**SOURCE DOCUMENT:**
Overcast

“Behind the clouds is the sun still shining;

Thy fate is the common fate of all,

Into each life some rain must fall,

Some days must be dark and dreary.”

“The Rainy Day” poem by Henry Wadsworth Longfellow fits the weather as I write. Clouds gather and rain is predicted. I believe I appreciate the sunny days more because of the overcast ones. Bring on the rain!

With my people.

Just back from my first in-person writers conference in well over a year. The University of Northwestern in Minnesota is a wooded campus—perfect for meeting other writers, learning at the sessions, and reflecting on how to incorporate new ideas into my current project. And it was just wonderful being around other writers and seeing their faces!

Peaceful night.

Not so sure I agree with this month’s quote from Henry Wadsworth Longfellow. “The fountain of perpetual peace flows there” is from his poem, “Hymn to the Night.” So many people have trouble sleeping at night for a whole host of reasons. Sleeplessness is thankfully very rare for me. If my mind hasn’t quieted down at bedtime, the reader and writer in me acts. I read some light-hearted fiction or a spiritually comforting passage. And I keep a piece of paper and pen on my nightstand to document anything that pops into my mind—even if I wake during the night. It can sometimes be challenging to read what I wrote in the dark. But writing does get the thoughts out of my mind and into a physical medium. Just what I need to slip back to sleep.

Inspiring and helpful.

Cancer hasn’t been put on hold during this pandemic. I continue to be blessed with the impact “Surviving the Pink Ribbon” is making. From Tammy: “Inspiring and helpful. I encourage everyone to read this book. It isn’t just for those with cancer but anyone who has a friend or loved one dealing with the terrible disease. The author does an amazing job opening our eyes to what an individual experiences emotionally and physically and how we are able to help them cope with the process and emptions they feel.”

Reading and writing.

Data entries:
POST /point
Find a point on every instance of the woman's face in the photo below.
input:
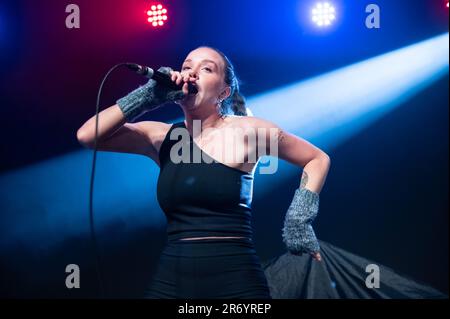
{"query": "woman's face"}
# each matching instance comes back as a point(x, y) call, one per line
point(206, 67)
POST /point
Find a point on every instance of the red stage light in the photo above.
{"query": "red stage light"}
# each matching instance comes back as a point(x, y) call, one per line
point(157, 14)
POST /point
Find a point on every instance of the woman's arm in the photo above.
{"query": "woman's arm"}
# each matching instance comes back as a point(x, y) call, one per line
point(116, 135)
point(315, 162)
point(295, 150)
point(298, 233)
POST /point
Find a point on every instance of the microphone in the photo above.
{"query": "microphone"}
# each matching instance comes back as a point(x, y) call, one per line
point(161, 78)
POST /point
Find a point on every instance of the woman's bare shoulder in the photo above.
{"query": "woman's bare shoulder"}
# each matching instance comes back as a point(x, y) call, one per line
point(251, 122)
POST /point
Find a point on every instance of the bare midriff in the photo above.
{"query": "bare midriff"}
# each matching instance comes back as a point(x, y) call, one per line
point(197, 238)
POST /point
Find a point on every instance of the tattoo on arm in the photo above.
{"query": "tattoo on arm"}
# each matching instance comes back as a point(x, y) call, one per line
point(304, 180)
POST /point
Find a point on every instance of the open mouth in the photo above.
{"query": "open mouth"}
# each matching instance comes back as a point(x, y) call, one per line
point(193, 89)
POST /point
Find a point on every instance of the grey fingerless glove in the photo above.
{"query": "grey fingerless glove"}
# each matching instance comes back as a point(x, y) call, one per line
point(298, 234)
point(147, 97)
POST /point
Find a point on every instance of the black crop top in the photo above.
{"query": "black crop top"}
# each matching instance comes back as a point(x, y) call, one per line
point(201, 199)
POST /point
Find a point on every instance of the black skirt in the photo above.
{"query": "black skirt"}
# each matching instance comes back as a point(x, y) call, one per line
point(340, 275)
point(209, 269)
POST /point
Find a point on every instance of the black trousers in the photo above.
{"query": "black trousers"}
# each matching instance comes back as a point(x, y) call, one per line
point(209, 269)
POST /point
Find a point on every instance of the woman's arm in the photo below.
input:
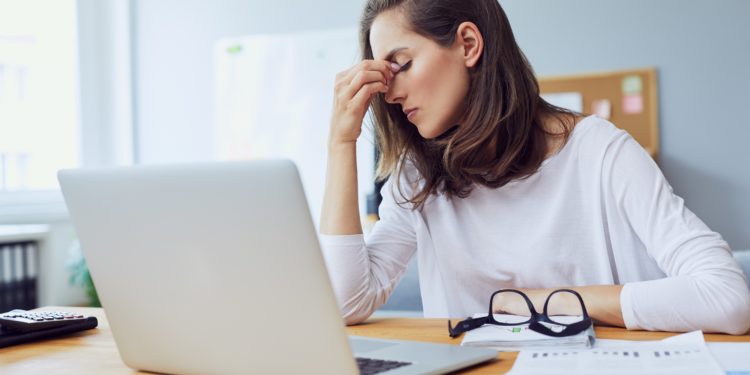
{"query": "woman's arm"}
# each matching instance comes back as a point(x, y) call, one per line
point(354, 90)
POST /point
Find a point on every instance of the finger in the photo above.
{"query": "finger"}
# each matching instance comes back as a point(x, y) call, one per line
point(360, 79)
point(363, 96)
point(369, 65)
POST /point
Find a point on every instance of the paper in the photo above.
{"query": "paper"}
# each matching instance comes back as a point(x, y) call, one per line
point(732, 356)
point(568, 100)
point(683, 354)
point(632, 84)
point(632, 104)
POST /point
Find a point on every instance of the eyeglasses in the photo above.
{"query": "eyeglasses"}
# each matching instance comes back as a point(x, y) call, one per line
point(556, 320)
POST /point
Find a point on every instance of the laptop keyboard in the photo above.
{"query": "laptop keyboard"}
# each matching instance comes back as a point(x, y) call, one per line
point(369, 366)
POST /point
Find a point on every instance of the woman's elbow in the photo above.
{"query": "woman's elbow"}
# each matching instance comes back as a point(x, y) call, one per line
point(737, 316)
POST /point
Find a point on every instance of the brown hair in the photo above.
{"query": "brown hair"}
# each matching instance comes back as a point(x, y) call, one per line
point(503, 137)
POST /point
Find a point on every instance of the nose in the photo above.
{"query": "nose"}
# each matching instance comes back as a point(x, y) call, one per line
point(395, 94)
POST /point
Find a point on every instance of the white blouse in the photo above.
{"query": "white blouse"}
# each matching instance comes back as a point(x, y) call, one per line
point(599, 212)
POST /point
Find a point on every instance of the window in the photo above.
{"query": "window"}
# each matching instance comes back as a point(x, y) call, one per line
point(39, 126)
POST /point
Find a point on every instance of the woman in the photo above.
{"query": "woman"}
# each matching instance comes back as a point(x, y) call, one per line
point(491, 187)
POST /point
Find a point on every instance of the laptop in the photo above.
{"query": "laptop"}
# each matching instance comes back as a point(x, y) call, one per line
point(216, 268)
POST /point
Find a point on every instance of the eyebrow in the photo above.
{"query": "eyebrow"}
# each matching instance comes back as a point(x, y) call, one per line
point(393, 52)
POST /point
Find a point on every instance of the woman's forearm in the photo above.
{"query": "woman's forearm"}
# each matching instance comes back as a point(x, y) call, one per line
point(340, 212)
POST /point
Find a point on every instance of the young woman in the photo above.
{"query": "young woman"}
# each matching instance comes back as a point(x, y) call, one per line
point(491, 187)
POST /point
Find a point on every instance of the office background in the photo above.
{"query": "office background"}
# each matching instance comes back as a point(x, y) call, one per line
point(151, 77)
point(700, 48)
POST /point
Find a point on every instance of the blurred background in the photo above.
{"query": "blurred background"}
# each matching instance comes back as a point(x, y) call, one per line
point(88, 83)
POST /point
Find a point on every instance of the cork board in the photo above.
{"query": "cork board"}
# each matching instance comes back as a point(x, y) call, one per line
point(627, 98)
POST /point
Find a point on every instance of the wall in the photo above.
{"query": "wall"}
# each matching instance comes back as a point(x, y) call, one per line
point(700, 48)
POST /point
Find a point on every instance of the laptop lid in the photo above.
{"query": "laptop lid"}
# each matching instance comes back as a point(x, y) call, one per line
point(209, 268)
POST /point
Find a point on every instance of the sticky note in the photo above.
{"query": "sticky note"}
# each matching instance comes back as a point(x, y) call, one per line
point(602, 108)
point(632, 104)
point(632, 84)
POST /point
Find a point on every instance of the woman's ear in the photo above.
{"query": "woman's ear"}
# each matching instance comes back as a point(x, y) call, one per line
point(470, 43)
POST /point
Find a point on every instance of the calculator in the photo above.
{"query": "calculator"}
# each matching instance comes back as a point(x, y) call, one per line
point(30, 321)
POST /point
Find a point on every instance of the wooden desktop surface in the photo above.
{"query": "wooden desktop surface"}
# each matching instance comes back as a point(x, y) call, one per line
point(94, 351)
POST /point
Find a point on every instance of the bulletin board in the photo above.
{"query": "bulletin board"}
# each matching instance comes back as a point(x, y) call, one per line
point(627, 98)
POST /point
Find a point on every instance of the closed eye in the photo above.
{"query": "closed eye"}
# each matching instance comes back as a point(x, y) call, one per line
point(405, 67)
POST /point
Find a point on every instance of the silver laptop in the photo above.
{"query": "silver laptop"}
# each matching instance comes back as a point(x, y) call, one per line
point(216, 268)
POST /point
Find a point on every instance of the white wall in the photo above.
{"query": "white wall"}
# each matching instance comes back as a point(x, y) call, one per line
point(174, 43)
point(700, 48)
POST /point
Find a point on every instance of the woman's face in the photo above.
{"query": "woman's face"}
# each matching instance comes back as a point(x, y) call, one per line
point(433, 80)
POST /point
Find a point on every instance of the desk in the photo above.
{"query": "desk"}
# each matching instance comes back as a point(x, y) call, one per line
point(94, 351)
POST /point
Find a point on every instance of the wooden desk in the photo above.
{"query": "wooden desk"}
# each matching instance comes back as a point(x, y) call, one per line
point(94, 351)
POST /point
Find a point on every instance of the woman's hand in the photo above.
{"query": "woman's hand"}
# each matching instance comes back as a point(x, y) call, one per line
point(352, 95)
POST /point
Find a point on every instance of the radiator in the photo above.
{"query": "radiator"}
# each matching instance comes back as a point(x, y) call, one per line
point(18, 275)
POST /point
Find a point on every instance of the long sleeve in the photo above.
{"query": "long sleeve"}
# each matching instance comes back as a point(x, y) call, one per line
point(364, 274)
point(705, 288)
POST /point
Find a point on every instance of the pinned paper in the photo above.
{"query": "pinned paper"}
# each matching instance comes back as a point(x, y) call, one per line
point(632, 84)
point(632, 104)
point(602, 108)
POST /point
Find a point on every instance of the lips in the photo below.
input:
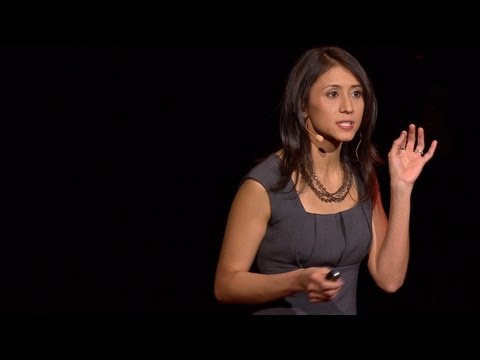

**ACTIVITY LIST:**
1. According to the source text, why does the writer keep a piece of paper and a pen on the nightstand? Answer in one to three sentences.
2. Continue the source text, writing the entry that follows its final heading, "Reading and writing."

**RESPONSES PER TASK:**
1. The writer keeps them there to write down anything that comes to mind at bedtime or after waking in the night. Writing moves those thoughts out of the mind and onto paper, which is what lets the writer slip back to sleep.

2.
Just finished reading “Wired For Story” by Lisa Cron. This book has found a place in my top three books for writers. Lisa links scientific knowledge of the human brain with specific techniques writers can use (and avoid) to make their stories what our brains want. As an avid reader and a writer, I found this fascinating.

Let it.

“The farmers grew impatient, but a few

Confessed their error, and would not complain;

For, after all, the best thing one can do

When it is raining, is to let it rain.”

From “Tales of a Wayside Inn” by Henry Wadsworth Longfellow

Slow down.

I found this fragile slip of paper in some ancestor belongings. The words belong to Wilferd Arlan Peterson, an American author. His words remind me as I step increasingly into public spaces to not always be in such a hurry.

Slow me down, Lord

Amidst the confusion of my day, give me the calmness of the everlasting hills. Teach me the art of taking minute vacations… of slowing down to look at a flower, to chat with a friend, to pat a dog, to read from a good book. Remind me to look upward at the towering oak, and know that it grew tall and strong because it grew slowly and well. Slow me down, Lord.

One human race.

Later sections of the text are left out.